◆ **Assigned task**
Once you find the line containing "Phrase: woman in beige dress", please retype it and every line after it to the end of the entries, exactly and with nothing added.

◆ **Source information**
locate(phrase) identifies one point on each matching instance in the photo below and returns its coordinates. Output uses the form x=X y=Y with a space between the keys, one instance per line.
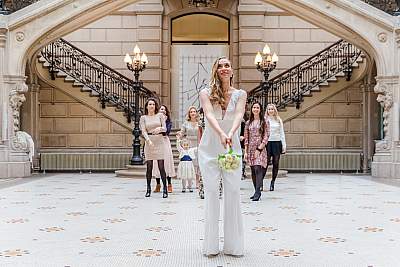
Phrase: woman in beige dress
x=190 y=130
x=168 y=157
x=152 y=125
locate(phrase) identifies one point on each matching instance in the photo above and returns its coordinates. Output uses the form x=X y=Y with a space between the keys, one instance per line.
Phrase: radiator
x=321 y=161
x=84 y=161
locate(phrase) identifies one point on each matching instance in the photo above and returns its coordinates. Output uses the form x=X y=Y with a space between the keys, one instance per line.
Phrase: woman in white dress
x=224 y=107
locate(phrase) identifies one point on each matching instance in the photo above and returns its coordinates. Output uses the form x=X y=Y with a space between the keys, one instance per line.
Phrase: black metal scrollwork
x=389 y=6
x=109 y=85
x=291 y=85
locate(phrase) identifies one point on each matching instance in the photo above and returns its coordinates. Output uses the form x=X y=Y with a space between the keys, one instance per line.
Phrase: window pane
x=200 y=28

◆ **The completed task**
Phrase: woman in beige dress
x=190 y=130
x=168 y=157
x=152 y=125
locate(phrase) identifies one point on each matching instance in the photo above and returns its coordinates. Output uses the form x=X y=Y with a space between the keys, one instance per line.
Phrase: radiator
x=321 y=161
x=84 y=161
locate(phrase) identifies one point on each matching instance in the photo above and returns its coordinates. Output uses the form x=X y=Y with a space between the keys, one instance per line.
Phrase: woman in white dress
x=224 y=107
locate(phrase) identifies one point on each matching instance in the photo above and returns its coordinates. Output uses the form x=X y=Y with a space between the keys, one instance per line.
Phrase: black metal scrollwork
x=389 y=6
x=109 y=85
x=291 y=85
locate(phrase) identifies one point on each matching instance in the photo above and returns its coordinates. Output uses the form x=X y=Y with a space between the keys, one instance per line.
Phrase: window pane
x=200 y=28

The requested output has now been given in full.